▶ _YOUR OBJECTIVE_:
Only the lines from the one containing "Spot the green bush" through the end of the material are to be echoed, each exactly as it appears.

▶ _MATERIAL FOR THE TASK_:
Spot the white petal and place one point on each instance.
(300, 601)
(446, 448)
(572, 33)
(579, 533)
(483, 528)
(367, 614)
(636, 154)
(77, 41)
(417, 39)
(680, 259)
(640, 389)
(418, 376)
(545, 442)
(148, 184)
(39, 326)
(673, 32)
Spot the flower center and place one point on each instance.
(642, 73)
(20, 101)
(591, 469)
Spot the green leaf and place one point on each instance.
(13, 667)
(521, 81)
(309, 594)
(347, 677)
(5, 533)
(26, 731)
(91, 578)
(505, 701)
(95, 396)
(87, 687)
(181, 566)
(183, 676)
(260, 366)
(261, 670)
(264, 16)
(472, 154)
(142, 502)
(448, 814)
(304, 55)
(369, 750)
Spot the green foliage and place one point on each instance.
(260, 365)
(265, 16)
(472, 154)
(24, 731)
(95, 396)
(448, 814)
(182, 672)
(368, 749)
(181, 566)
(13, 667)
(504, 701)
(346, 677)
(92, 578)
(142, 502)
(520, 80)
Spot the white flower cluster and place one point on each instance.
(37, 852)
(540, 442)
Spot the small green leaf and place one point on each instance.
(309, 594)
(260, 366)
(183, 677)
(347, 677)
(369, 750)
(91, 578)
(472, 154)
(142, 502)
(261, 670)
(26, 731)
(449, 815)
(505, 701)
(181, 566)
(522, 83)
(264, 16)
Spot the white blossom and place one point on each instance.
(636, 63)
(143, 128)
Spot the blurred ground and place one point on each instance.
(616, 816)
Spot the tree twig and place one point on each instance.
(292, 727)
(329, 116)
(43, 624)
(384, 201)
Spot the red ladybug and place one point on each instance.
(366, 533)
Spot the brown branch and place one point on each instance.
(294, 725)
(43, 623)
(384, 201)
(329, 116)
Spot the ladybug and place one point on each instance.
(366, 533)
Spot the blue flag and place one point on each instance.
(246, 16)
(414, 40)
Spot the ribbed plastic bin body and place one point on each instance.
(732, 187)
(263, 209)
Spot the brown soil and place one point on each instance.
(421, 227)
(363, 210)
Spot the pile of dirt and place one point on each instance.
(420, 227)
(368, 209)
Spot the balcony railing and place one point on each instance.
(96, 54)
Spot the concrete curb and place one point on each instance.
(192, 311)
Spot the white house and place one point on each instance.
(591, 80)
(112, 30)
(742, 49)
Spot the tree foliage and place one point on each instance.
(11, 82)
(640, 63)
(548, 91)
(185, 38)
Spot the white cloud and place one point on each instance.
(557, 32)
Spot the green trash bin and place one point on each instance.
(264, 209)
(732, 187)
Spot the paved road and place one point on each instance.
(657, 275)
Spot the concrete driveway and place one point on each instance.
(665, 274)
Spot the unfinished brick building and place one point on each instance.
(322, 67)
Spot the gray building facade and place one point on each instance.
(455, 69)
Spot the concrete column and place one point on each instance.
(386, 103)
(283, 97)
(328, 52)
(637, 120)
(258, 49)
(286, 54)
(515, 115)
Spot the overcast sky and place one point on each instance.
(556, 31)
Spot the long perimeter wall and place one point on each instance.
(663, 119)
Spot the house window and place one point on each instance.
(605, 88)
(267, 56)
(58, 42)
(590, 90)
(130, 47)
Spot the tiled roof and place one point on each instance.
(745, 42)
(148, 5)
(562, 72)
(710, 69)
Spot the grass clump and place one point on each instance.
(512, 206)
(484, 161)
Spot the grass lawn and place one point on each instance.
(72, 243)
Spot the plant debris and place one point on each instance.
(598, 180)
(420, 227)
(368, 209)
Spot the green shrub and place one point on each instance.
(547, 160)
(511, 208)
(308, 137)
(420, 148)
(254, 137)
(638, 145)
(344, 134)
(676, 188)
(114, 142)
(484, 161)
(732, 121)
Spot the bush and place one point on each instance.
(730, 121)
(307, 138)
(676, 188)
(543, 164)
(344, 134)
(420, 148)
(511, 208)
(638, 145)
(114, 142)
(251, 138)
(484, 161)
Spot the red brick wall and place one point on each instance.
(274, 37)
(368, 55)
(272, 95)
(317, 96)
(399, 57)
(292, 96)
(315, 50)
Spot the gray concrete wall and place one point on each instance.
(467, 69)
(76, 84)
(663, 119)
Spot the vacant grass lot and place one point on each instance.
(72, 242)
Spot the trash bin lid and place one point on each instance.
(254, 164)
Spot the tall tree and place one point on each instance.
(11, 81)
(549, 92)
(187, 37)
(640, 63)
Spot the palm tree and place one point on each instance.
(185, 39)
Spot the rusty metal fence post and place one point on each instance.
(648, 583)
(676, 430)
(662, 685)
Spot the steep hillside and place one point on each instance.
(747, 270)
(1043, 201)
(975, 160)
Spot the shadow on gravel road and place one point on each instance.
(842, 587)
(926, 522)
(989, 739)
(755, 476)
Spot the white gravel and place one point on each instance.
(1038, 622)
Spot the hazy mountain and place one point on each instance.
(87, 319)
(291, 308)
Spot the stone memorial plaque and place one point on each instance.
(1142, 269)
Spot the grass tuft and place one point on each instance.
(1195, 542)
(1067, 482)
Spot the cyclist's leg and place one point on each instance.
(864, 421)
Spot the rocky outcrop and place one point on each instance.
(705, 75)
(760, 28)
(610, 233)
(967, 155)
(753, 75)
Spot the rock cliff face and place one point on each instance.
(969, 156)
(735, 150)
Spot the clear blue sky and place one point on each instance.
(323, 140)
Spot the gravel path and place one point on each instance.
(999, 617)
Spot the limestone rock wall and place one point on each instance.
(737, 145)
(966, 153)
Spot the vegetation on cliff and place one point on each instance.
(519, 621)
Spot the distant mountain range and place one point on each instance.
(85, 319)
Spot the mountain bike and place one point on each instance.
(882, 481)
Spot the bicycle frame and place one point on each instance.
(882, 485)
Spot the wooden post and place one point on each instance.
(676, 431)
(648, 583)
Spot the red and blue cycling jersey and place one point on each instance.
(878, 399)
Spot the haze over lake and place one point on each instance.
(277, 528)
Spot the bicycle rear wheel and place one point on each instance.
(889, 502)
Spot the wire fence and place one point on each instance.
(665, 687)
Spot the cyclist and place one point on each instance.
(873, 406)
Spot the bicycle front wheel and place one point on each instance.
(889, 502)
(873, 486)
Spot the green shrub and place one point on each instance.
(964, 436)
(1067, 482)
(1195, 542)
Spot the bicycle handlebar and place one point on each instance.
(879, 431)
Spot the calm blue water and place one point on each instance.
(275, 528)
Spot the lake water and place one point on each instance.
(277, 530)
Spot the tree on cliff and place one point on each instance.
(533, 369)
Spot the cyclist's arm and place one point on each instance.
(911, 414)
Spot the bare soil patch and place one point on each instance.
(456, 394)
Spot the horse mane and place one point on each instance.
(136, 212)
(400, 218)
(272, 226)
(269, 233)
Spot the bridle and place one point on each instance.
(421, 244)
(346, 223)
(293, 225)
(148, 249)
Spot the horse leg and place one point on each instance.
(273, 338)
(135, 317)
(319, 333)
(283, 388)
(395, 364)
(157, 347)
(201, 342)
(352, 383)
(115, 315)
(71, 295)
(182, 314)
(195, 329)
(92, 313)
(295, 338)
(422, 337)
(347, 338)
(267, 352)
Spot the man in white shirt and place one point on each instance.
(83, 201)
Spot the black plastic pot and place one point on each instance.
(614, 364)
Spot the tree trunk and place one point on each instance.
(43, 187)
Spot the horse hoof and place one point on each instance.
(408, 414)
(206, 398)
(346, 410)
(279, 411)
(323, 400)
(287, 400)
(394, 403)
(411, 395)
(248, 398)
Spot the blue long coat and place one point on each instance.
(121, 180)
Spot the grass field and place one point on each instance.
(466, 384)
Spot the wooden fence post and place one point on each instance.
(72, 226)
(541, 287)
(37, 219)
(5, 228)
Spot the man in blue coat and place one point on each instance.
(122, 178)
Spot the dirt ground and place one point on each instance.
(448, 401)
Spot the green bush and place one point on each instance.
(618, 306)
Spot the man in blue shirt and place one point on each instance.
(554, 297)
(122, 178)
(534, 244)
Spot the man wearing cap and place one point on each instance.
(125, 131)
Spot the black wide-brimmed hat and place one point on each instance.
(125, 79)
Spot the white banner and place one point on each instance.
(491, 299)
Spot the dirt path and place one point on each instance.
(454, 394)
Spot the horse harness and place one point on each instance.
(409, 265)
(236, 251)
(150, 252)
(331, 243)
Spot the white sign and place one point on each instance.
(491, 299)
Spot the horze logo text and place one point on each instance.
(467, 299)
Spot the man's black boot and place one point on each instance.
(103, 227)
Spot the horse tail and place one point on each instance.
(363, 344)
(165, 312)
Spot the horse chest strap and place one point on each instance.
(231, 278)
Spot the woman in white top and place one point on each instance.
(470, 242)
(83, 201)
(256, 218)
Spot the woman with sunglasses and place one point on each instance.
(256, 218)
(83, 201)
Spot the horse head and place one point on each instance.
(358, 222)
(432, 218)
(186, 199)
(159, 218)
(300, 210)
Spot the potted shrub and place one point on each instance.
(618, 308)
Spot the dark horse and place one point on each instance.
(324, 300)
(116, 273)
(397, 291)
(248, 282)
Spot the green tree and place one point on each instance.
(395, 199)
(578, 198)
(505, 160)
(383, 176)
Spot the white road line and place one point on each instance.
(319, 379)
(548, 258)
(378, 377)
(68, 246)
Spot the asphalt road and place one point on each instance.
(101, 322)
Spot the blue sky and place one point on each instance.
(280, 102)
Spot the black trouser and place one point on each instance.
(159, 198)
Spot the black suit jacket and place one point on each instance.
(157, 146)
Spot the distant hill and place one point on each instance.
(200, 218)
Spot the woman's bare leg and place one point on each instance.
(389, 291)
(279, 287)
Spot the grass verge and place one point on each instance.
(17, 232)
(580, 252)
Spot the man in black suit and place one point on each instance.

▶ _RESPONSE TO THE EXERCISE_:
Spot the green bush and place one point on each instance.
(618, 306)
Spot the man in blue shirt and place one point on each instance.
(554, 297)
(122, 178)
(534, 244)
Spot the man wearing cap and place one point on each instance.
(125, 131)
Spot the black wide-brimmed hat and place one point on each instance.
(125, 79)
Spot the white banner and place one point on each instance.
(491, 299)
Spot the dirt path and place one point on each instance.
(454, 394)
Spot the horse harness and place one point on each instance.
(409, 265)
(236, 251)
(150, 252)
(331, 243)
Spot the white sign and place one point on each instance.
(491, 299)
Spot the horze logo text and place one point on each instance.
(467, 299)
Spot the man's black boot and place one point on each instance.
(103, 227)
Spot the horse tail and place one point on each instance.
(363, 344)
(165, 312)
Spot the horse chest strap and place one point on each instance.
(231, 278)
Spot the woman in white top and place one point on each instance.
(470, 242)
(83, 201)
(256, 218)
Spot the woman with sunglasses and place one point on each instance.
(256, 218)
(83, 201)
Spot the horse head and place one point on each instance.
(358, 222)
(432, 218)
(186, 199)
(159, 218)
(300, 210)
Spot the potted shrub and place one point on each instance.
(618, 308)
Spot the dark horse and place one point on each instance.
(324, 300)
(116, 273)
(397, 291)
(248, 282)
Spot the green tree and place one point on each instance.
(395, 199)
(578, 198)
(505, 160)
(383, 176)
Spot the white road line and place one point on each instance.
(319, 379)
(548, 258)
(378, 377)
(68, 246)
Spot the asphalt road and place one point on each instance.
(101, 322)
Spot the blue sky and place one point on each instance.
(280, 102)
Spot the black trouser and place one point on each instance.
(159, 198)
Spot the black suit jacket and place one point on each instance.
(157, 146)
Spot the distant hill and place one point on each instance.
(200, 218)
Spot the woman's bare leg and place one point on each instance.
(389, 291)
(279, 287)
Spot the grass verge and place one point on each instance.
(17, 232)
(580, 252)
Spot the man in black suit and place one point on each instance.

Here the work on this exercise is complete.